WORK REQUEST
Please retype every entry below, keeping it exactly the same.

Collection entries
---

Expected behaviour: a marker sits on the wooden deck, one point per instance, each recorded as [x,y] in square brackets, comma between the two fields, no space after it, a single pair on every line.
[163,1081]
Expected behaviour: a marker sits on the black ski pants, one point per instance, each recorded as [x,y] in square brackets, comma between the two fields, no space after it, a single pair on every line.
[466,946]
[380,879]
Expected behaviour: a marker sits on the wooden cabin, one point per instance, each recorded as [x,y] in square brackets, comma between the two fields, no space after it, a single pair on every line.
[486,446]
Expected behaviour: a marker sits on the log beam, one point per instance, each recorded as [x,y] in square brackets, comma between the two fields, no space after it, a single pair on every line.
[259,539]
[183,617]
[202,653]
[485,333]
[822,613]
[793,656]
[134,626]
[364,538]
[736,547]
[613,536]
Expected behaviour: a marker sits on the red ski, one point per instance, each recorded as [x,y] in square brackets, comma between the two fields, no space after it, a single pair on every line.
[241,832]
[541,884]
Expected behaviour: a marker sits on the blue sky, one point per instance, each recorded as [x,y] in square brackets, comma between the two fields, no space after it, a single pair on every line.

---

YOUR RESPONSE
Expected behaviour: a marker sits on the wooden deck, one point per instance, each recorded as [x,y] in square brackets, comma between the two fields, no space after it, a single pair on every line.
[163,1081]
Expected behaviour: a marker sits on the black ski pants, one point per instance, each recorded as [x,y] in square brackets, comma between the two fields, no space after it, a single pair on every line.
[466,946]
[380,879]
Expected behaviour: a marker sits on the wooden cabin, one point per instance, each recorded as [x,y] in square brackets, comma between the two fields, no space after it, a single pair on every line.
[486,446]
Expected behaviour: a marker sits on the log beam, one point per instance, each recorded as [x,y] in square brackets, comma between the two fields, no space after it, a single pair on every line.
[259,539]
[183,617]
[202,653]
[485,333]
[822,613]
[793,656]
[134,626]
[364,538]
[736,547]
[613,536]
Expected behaviour: a marker sits on the red ski, one point per instance, each recorded as [x,y] in square brackets, comma between the two fields, no space after it, a single pair on every line.
[241,832]
[541,884]
Expected behaviour: a marker sits on the blue sky, one point per instance, each recorded as [x,y] in square brackets, comma between the two fields, no space after it, a single pair on every line.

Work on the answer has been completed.